● What is expected
Every entry needs to be printed exactly, please.
•••••
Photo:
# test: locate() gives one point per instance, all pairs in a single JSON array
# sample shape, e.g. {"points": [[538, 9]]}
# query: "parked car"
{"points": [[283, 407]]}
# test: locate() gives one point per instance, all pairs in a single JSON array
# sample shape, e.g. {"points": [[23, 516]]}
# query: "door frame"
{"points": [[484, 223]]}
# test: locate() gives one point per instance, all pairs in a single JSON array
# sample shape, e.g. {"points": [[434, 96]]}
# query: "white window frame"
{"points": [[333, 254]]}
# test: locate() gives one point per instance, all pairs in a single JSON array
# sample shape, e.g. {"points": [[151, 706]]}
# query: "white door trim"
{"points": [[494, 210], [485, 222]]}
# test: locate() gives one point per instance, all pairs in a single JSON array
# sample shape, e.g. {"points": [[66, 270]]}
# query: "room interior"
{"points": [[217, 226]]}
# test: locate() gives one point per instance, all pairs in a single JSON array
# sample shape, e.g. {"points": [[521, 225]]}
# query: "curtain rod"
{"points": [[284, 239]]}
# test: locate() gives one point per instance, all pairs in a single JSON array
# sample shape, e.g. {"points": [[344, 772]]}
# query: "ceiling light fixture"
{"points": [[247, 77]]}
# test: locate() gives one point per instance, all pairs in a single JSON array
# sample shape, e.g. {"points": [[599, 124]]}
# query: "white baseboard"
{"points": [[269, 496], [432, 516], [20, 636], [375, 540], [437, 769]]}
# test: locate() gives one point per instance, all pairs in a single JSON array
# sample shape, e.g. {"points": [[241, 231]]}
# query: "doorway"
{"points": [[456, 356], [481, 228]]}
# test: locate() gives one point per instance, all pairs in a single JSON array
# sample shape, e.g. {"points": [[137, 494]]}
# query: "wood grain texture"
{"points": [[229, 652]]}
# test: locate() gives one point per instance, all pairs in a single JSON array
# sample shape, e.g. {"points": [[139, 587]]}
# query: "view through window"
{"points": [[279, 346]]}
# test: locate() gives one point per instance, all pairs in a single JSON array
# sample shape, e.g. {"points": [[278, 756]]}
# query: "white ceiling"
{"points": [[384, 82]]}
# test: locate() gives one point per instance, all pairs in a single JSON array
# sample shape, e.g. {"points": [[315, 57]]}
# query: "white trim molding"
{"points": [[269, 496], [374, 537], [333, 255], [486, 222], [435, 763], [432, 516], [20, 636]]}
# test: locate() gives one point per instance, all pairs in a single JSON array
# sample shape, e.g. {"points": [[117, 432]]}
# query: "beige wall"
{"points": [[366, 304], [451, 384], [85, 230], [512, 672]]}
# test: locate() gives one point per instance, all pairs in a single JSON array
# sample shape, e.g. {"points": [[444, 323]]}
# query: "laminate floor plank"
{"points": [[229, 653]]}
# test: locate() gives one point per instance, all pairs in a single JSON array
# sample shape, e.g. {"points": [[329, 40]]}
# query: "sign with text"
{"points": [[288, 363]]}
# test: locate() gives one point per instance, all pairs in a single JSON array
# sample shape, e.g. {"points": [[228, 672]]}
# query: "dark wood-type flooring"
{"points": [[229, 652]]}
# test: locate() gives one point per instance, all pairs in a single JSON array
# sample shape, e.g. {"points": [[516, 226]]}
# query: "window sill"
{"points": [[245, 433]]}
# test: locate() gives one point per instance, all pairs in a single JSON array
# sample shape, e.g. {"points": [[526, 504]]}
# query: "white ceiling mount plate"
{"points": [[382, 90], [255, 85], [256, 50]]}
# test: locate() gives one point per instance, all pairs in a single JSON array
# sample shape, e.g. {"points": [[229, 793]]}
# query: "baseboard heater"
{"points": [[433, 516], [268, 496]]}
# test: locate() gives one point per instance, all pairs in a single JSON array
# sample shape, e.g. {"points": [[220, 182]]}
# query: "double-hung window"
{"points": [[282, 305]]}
•••••
● Answer to this task
Photo:
# test: locate() gives one point per instance, all pairs in a single JSON array
# sample shape, e.g. {"points": [[538, 9]]}
# query: "parked car"
{"points": [[283, 407]]}
# test: locate() gives one point per instance, all pairs in a single JSON array
# sample shape, e.g. {"points": [[23, 516]]}
# query: "door frame"
{"points": [[484, 223]]}
# test: locate() gives one point per instance, all pairs in a single JSON array
# sample shape, e.g. {"points": [[434, 96]]}
# query: "white window frame"
{"points": [[333, 254]]}
# test: locate() gives one point per instance, all pairs in a single JSON array
# sample shape, e.g. {"points": [[151, 706]]}
# query: "white door trim"
{"points": [[494, 210], [485, 222]]}
# test: locate() gives one point per instance, all pairs in a single JSON array
# sample shape, e.g. {"points": [[66, 270]]}
# query: "room interior"
{"points": [[217, 226]]}
# test: locate() gives one point per instance, all pairs in a single JSON array
# sample shape, e.g. {"points": [[521, 225]]}
# query: "curtain rod"
{"points": [[284, 239]]}
# test: locate() gives one point per instance, all pairs in a single JSON array
# sample shape, e.g. {"points": [[344, 772]]}
# query: "ceiling light fixture"
{"points": [[247, 77]]}
# test: locate() gives one point per instance, all pairs in a single JSON array
# sample shape, e.g. {"points": [[599, 124]]}
# query: "white baseboard"
{"points": [[269, 496], [432, 516], [20, 636], [375, 540], [437, 769]]}
# test: locate() gives one point per instance, all pairs in a single JSON array
# sample shape, e.g. {"points": [[241, 231]]}
# query: "doorway"
{"points": [[456, 356], [481, 228]]}
# test: locate() gives one point per instance, all pairs in a single JSON array
# sample shape, e.g. {"points": [[137, 494]]}
# query: "wood grain texture"
{"points": [[229, 652]]}
# test: locate() gives one point per instance, all pairs in a single JSON array
# sample shape, e.g. {"points": [[139, 587]]}
# query: "view through window"
{"points": [[279, 346]]}
# test: locate() gives one point per instance, all pairs in a single JSON array
# sample shape, e.g. {"points": [[278, 756]]}
# query: "white ceiling"
{"points": [[384, 82]]}
# test: locate() gives one point per instance, all pairs in a single JSON array
# sample shape, e.g. {"points": [[315, 57]]}
# query: "white trim molding"
{"points": [[269, 496], [374, 537], [333, 255], [486, 222], [435, 763], [432, 516], [20, 636]]}
# test: locate() gives one point per instance, all pairs in a single JSON array
# sample shape, e.g. {"points": [[117, 432]]}
# query: "beige wall"
{"points": [[366, 304], [451, 384], [85, 230], [512, 672]]}
# test: locate() gives one point per instance, all pairs in a single JSON array
# sample shape, e.g. {"points": [[444, 323]]}
# query: "laminate floor plank"
{"points": [[229, 653]]}
# test: locate() gives one point per instance, all pairs in a single JSON array
# sample shape, e.g. {"points": [[329, 40]]}
# query: "sign with text"
{"points": [[288, 363]]}
# test: locate() gives one point per instance, all pairs in a single JSON array
# sample shape, e.g. {"points": [[228, 672]]}
# query: "dark wood-type flooring"
{"points": [[229, 652]]}
# test: locate() gives one point per instance, all pairs in a single JSON array
# sample shape, e.g. {"points": [[516, 226]]}
# query: "window sill"
{"points": [[245, 433]]}
# test: locate() gives one point per instance, all pairs in a single JSON array
# sample shape, e.g. {"points": [[526, 504]]}
# query: "white ceiling mount plate"
{"points": [[382, 90], [255, 85], [256, 50]]}
# test: locate() gives one point per instance, all pairs in a single JSON array
# sample shape, e.g. {"points": [[229, 793]]}
# query: "baseboard heater"
{"points": [[433, 516], [268, 496]]}
# test: locate() gives one point per instance, all pairs in a single JSON array
# sample shape, e.g. {"points": [[220, 182]]}
# query: "double-hung window"
{"points": [[282, 305]]}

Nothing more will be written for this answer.